■ **Your assignment**
Take the data below and copy exactly the lines starting at the one with "Q: Pick out each instance of the light" and finishing at the one with "Target: white side table", both included.

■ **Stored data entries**
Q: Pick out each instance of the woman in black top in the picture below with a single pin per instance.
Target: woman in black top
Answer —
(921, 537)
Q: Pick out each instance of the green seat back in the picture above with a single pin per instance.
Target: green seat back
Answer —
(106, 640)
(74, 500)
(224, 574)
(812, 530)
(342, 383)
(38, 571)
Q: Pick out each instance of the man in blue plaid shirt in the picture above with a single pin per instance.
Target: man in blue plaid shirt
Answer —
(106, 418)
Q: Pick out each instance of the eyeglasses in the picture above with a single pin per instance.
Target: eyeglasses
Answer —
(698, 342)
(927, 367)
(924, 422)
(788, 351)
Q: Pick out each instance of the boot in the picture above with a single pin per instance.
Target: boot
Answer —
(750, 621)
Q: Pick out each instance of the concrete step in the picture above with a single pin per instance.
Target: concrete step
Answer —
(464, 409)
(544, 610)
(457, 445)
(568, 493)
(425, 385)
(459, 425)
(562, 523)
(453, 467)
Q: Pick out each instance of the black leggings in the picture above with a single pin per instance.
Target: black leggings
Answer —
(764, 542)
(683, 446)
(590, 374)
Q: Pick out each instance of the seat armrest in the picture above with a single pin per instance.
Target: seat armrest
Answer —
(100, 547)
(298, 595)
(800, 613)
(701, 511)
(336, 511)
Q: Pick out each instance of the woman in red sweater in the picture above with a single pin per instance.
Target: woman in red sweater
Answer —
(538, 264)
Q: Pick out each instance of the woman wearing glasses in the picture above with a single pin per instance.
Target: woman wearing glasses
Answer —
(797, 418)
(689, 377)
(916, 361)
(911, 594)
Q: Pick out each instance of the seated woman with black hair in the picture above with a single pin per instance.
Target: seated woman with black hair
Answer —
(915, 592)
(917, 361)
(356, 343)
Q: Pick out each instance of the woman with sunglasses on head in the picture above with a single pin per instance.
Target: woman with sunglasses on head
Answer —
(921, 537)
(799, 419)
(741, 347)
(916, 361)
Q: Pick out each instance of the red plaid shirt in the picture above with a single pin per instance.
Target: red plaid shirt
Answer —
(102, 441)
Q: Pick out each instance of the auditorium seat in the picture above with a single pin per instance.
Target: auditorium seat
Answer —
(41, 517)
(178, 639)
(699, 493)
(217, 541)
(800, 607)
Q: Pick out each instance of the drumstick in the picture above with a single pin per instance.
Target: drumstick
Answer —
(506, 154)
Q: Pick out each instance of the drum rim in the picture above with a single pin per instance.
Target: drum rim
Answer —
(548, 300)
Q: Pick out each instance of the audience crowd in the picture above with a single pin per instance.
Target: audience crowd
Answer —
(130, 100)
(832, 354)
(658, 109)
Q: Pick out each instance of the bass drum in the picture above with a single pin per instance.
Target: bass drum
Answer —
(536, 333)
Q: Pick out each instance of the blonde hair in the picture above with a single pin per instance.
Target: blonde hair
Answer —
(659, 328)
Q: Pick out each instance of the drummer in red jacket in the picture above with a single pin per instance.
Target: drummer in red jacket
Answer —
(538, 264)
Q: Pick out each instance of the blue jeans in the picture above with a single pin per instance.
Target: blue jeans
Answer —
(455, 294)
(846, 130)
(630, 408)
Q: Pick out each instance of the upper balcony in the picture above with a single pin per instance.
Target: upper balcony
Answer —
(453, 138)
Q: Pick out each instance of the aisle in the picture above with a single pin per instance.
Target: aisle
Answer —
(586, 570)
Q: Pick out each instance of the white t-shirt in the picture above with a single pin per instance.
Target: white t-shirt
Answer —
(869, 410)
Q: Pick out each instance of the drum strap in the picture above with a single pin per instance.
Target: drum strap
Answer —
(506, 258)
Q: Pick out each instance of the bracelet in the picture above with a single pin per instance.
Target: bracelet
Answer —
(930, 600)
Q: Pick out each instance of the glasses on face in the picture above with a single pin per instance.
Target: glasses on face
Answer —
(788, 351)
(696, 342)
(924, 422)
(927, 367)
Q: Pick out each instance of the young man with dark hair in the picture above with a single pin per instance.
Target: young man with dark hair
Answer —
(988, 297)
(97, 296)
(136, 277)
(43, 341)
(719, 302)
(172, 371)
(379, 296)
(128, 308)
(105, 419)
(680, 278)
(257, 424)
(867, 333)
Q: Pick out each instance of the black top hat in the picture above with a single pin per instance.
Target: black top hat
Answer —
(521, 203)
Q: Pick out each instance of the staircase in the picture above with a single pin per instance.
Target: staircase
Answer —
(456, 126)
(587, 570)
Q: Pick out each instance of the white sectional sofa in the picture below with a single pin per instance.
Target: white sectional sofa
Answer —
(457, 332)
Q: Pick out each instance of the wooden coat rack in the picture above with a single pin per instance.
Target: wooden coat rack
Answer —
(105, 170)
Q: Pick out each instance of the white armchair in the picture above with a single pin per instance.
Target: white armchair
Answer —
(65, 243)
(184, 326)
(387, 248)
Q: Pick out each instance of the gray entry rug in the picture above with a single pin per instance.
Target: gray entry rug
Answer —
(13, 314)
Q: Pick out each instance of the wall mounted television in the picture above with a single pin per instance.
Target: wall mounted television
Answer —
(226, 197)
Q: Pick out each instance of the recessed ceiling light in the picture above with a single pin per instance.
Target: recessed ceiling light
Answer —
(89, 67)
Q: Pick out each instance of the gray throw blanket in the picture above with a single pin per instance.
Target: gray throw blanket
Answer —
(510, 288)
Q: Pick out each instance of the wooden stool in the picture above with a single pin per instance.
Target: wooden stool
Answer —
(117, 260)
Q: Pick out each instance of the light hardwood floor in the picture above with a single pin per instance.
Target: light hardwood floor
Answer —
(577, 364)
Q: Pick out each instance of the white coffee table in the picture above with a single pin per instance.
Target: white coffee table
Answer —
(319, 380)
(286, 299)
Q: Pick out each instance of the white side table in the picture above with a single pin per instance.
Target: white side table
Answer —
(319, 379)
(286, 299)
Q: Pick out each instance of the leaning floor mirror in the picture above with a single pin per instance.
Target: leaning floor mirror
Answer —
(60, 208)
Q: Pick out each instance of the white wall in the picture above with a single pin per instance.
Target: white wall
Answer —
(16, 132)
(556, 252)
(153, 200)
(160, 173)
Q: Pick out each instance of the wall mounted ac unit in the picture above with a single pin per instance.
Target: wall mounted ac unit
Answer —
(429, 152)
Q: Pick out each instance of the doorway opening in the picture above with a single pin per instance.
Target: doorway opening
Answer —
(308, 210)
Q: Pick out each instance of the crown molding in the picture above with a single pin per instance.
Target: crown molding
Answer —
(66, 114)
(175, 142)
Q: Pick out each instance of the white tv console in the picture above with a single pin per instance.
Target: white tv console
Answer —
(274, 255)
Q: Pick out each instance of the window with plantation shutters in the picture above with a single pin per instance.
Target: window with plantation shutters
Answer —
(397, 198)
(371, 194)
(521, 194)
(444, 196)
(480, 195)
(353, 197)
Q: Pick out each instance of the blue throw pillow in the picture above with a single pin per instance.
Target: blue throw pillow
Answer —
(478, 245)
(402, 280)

■ **Response**
Q: Pick out each instance of the light hardwood floor in the picture above with a single pin per instance.
Target: light hardwood floor
Answer —
(577, 364)
Q: Pick out each instance of the white coffee table in the picture above with a single pin per instance.
Target: white coffee table
Answer —
(319, 380)
(286, 299)
Q: Pick out each instance of the white side table in the picture above with a single pin per instance.
Target: white side table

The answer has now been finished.